▶ _PROBLEM TO SOLVE_
What follows is a set of records. Retype them exactly, leaving out the pictures.

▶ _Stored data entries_
#####

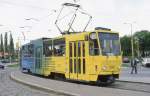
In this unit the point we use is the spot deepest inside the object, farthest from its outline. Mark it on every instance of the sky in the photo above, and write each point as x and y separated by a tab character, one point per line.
106	13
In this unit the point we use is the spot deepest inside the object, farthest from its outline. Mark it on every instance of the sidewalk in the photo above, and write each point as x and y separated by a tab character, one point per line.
143	75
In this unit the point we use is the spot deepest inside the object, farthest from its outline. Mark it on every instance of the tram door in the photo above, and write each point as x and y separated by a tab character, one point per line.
38	59
76	59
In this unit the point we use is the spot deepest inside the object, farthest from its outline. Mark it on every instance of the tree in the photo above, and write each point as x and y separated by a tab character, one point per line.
11	46
5	43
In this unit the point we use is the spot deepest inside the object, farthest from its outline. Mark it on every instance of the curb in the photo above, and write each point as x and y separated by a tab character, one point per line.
36	86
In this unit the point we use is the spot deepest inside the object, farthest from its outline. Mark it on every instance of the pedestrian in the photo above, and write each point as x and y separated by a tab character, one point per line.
134	66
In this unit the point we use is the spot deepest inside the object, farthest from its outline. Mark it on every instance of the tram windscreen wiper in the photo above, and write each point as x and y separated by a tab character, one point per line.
109	43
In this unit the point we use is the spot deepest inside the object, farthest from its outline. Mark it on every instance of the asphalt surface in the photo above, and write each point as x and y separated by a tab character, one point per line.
119	88
10	88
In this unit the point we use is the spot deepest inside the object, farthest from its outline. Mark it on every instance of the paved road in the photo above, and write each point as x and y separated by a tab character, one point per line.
11	88
81	89
142	76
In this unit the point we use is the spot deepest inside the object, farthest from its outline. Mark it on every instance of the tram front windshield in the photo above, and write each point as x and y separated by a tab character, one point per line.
109	43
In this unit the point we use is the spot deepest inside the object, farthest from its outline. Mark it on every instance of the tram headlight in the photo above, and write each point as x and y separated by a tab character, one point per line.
104	68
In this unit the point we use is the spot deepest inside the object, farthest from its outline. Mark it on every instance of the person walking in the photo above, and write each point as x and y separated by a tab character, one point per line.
134	66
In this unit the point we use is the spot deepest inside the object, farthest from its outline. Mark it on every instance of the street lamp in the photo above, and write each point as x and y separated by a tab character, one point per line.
132	46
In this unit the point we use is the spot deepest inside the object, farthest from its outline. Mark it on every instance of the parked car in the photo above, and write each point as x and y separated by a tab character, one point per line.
126	60
2	66
146	62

#####

▶ _COMPLETED TASK_
In this unit the point we use is the spot deepest inside the object, farthest from its outline. Mark it on every instance of the sky in the photo above, and write each point as x and y separated by a tab character, one point per line.
106	13
In this unit the point we use is the spot deepest inside the object, farthest from its outline. Mark it on every instance of the sidewalk in the photo above, and write each point as x and y separated by a tab character, one point per line.
143	75
In this unit the point we use is the spot deepest inside the object, farthest from its outline. Mark it on every instance of the tram door in the photo above, and write each point as x and y separated by a tab character, one point per line.
38	59
76	59
In this unit the point we use is the spot deepest inside the object, farthest from its outline. Mark it on every instance of the tree in the photo above, and write each point as x and y separated by a tab character, one point per line.
11	46
5	43
In this unit the point we use is the spot deepest inside the object, farthest from its outline. Mark it on every instance of the curb in the photo above, and write each point as x and y separated by a tab character, one point per line.
36	86
In this unit the point we use is the spot deepest inside the object, farthest from its outline. Mark it on every instance of the pedestrian in the photo above, and write each point as x and y separated by a tab character, one point per line.
134	66
In this unit the point we use is the spot deepest inside the object, farthest from its outline. Mark it on every instance of the tram windscreen wiper in the photo above, and write each point as x and y separated by a tab character, one point per line.
109	43
In this unit the point we use is the spot deepest inside the object, farthest from its outline. Mark it on every instance of the asphalt surface in the photo above, and write each point as x and y separated by a tab character, one point per line.
119	88
10	88
In this unit the point we use is the spot deepest inside the object, farthest from its outline. Mark it on every instance of the paved road in the photo above, and write each point as x and y separated by a tab character, one point per line.
11	88
81	89
142	76
In this unit the point we use is the spot deepest inside the object, farthest from its outline. Mark it on every instance of the tram front windshield in the photo above, and write each point as x and y separated by a tab character, one point per line.
109	43
In this unit the point we use is the spot deepest inside the object, farthest from its outline. Mark it on every instance of the tram headlight in the photo above, and write each point as x and y separated by a tab character, one point per line.
104	68
In this unit the point we use is the spot deepest inside the object, farthest from its outline. Mark it on every instance of the person walking in the photo above, and write each point as x and y separated by a tab character, one point per line.
134	66
In this unit the point we use is the spot deepest inside the object, farthest from its outline. Mark it on every instance of the street lamp in the photo above, and write each point as x and y separated by a tab character, one point per line.
132	46
In this unit the point we use is the spot deepest inside the object, farthest from its outline. Mark it on every instance of the parked car in the photo above, and write each point as x and y separated by a tab character, one point per line.
126	60
2	66
146	62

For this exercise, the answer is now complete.